**Passage to read**

# Front & Finish Games



## AmberSunrise (Apr 1, 2009)

I confess, I am getting a bit bored with my current games for Fronts and Finishes and was wondering if anyone has some favorites they might share?

Some of the games I use 
Get-It, Get-It, Get-it come where you toss food or toys and call to front after a random number of run bys

Set them up for a front, call to front and at the last possible moment spread my legs and toss a toy, dumbbell etc between my legs, spin and play tug. (Only for those dogs who have previously been trained to safely go through your legs LOL) 

Heeling along and then backing up to front, or going between guides etc .

Putting them on a wait and stepping off somewhere, facing in various directions and call to heel or front.

Let them jump up to get to swing to heel from front.

From a front position, cue to finish and when they are to my side or behind me, break out into a run and either let them finish or start a tug game. 

etc


----------



## Bender (Dec 30, 2008)

Have the dog in heel, pivot yourself a 1/4 turn to the left so you are facing your dog and have them back in. You may have to work 'back' separately but work on teaching to swing the butt end in. Eventually you should be able to do backwards circles with the dog working on backing in as you go.

Pivot and have them get into front again, working first on attention work and moving to stay in front while you back up and do circles etc. as well as side stepping and so on.

Do insane things with your hands as the dog gets close and is starting to come to front - so when they're 10 feet away fake tossing something and then remind them to 'front' and not fall for distractions even if you do something odd (you never know in the ring).


----------



## Loisiana (Jul 29, 2009)

Flip has all kinds of fun games he likes to play on finishes! Here are a few of his favorites:

- jump straight up in the air and bop mom on the nose.
- jump up and grab a mouthful of mom's hair
- on a right finish, start to go around and then take off to get a peek at the cat
- on a left finish, jump to the left, do a full spin to the right, and then go into a play bow.

If those aren't enough to liven up your finishes, I'm sure that Flip would be happy to generate some new ideas for you!

DISCLAIMER: I will not be held liable for injuries caused by attempting these games. I will also not be held responsible for your scores on finishes plummeting due to them not being what the judge had in mind....


----------



## Megora (Jun 7, 2010)

Sunrise said:


> Some of the games I use
> *Get-It, Get-It, Get-it come where you toss food or toys and call to front after a random number of run bys*
> 
> *Set them up for a front, call to front and at the last possible moment spread my legs and toss a toy*, dumbbell etc between my legs, spin and play tug. (Only for those dogs who have previously been trained to safely go through your legs LOL)
> ...


Ah - 

The ones in bold are the ones I do. 

The only suggestion I have for making fronts a bit more fun around the house -

I put Jacks in a wait in one room and then go all the way to the farthest end of the house down a hallway and past a couple doorways before I set up and call him to front. 

He has to find me and complete the front. 

It always cracks me up to hear the toenails screaching through the kitchen on his way to me. 

Finish games - I practice finishes while I'm making supper for myself. There just enough space in our kitchen for Jacks to go through all of his tricks for me. <- I try to limit how often I practice the fronts and finishes together.


----------



## Titan1 (Jan 19, 2010)

**Requests**
A – In the thread on front and finish games, translate the sentence "He has to find me and complete the front." into Spanish.
B – Print the part of the thread on front and finish games starting with "Heeling along and" and going on through "heel from front.", word for word.
Work from the thread on front and finish games alone.

**Dataset rows**
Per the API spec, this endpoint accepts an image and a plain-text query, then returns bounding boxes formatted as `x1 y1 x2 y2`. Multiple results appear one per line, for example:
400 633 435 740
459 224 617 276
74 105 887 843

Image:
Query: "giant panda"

**The responses**
A – Tiene que encontrarme y completar el frente.

B –
Heeling along and then backing up to front, or going between guides etc .

Putting them on a wait and stepping off somewhere, facing in various directions and call to heel or front.

Let them jump up to get to swing to heel from front.